--- Document passage ---

************

Using -i8 flag with CUDA Fortran code

Hi there,

I have developed a CUDA Fortran code and I’m now trying to use it with very large datasets.

The code has been working swimmingly up until now but as I need to test it with large datasets it is necessary for me to have integer(8) variables.

To do this I tried compiling with -i8 but my CUDA Fortran module doesn’t like this and fails to compile with the error:

PGF90-F-0000-Internal compiler error. Unexpected runtime function call       0 (scf.f: 3317)
PGF90/x86-64 Linux 12.10-0: compilation aborted

The module

scf.F

which is failing to compile consists of host code followed by several global routines. The line number it is failing on

3317

is the end of the very first global (device) subroutine. The routine uses only supported intrinsics and variables that have been explicitly transferred to the device.

This is definitely a problem with -i8 as it compiles perfectly without it.

Do I need to modifiy anything in my CUDA code to be able to use -i8?

Any help/suggestions more than welcome.

Cheers,
Crip_crop

Hi Crip_crop,

The only time I’ve seen this error is when an automatic was in the device code and the compiler was trying to put in an implicit allocate/deallocate. While I doubt that’s the case here, there’s probably some other compiler run time call being generated. Other than the allocate issue, I don’t see any technical problem reports for this, so I don’t know what the routine is and will need to ask for a reproducer in order to track it down.

My best guess is that by promoting the default integer kind to 8, one of the intrinsics you’re using (maybe atomicadd?) doesn’t have a GPU version available. It’s possible that later versions have this corrected. Are you able to try 13.6?

Another possible solution is to not use “-i8” and instead use INTEGER(8) explicitly where needed.

  • Mat

Hi Mat,

I managed to get access to 13.6 and compiling with it gives me the same error although a slightly better description of it:

PGF90-F-0155-Compiler failed to translate accelerator region > (see -Minfo messages)> : Unexpected runtime function call (scf.f: 1)

************

[A run of rows]
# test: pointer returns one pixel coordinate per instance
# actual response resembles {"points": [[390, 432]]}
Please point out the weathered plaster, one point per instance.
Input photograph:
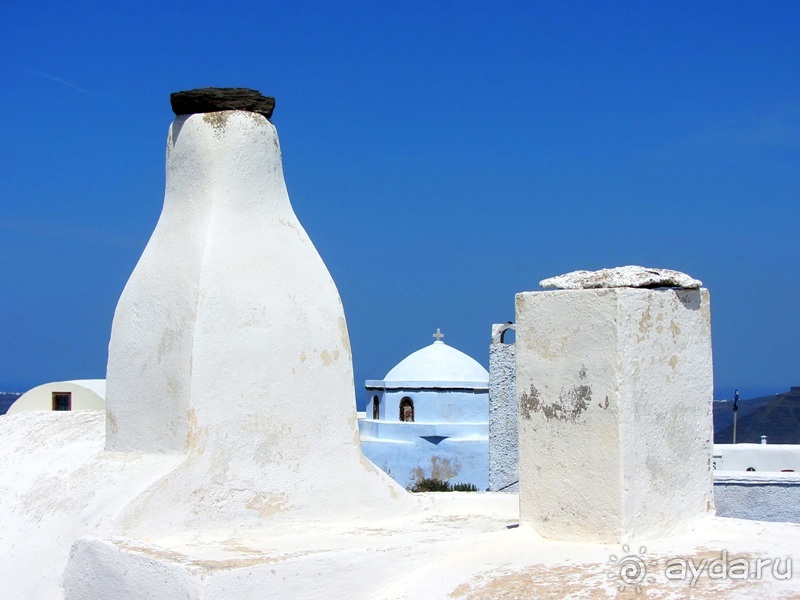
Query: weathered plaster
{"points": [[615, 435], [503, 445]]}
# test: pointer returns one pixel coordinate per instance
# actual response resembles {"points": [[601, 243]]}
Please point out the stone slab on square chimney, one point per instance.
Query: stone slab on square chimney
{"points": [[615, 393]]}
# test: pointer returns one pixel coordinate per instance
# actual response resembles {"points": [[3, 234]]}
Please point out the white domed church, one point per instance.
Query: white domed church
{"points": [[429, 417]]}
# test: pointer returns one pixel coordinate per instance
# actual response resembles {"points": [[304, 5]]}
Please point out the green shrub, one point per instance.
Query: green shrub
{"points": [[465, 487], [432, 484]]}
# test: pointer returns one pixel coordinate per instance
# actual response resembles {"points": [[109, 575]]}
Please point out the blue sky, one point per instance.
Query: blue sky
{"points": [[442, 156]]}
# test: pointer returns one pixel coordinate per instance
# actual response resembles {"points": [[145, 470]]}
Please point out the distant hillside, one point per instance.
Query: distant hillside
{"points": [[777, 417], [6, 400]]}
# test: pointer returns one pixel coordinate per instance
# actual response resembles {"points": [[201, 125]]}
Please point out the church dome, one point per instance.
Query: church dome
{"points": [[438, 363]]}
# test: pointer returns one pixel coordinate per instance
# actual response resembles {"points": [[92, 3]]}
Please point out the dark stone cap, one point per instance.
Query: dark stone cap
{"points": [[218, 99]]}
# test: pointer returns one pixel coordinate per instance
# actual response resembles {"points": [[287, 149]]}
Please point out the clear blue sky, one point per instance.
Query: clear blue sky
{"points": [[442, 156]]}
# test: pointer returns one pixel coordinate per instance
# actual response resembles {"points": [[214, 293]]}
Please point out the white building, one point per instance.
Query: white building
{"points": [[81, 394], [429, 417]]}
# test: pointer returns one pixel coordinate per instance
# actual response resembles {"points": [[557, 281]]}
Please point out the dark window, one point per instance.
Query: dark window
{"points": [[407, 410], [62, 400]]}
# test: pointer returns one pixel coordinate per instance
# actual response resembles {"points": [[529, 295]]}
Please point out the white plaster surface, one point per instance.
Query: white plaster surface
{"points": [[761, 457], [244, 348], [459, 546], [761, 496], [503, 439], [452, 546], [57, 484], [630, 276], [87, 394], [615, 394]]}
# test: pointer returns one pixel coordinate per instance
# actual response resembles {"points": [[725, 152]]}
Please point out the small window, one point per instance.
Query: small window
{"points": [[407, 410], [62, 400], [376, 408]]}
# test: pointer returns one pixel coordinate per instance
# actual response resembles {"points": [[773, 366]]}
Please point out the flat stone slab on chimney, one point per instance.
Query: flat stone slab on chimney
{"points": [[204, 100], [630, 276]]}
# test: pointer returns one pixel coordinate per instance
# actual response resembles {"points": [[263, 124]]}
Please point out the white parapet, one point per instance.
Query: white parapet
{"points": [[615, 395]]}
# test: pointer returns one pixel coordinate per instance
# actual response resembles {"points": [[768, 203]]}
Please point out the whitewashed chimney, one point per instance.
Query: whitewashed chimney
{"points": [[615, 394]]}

************

--- Exercise ---
List each fact that the opening post of the forum thread about the -i8 flag gives about the scf.F module and the routine in it that fails to compile.

--- Result of the task ---
- The module fails to compile when built with -i8.
- It consists of host code followed by several global routines.
- The failing line, 3317, is the end of the very first global (device) subroutine.
- That routine uses only supported intrinsics and variables that have been explicitly transferred to the device.
- It compiles perfectly without -i8.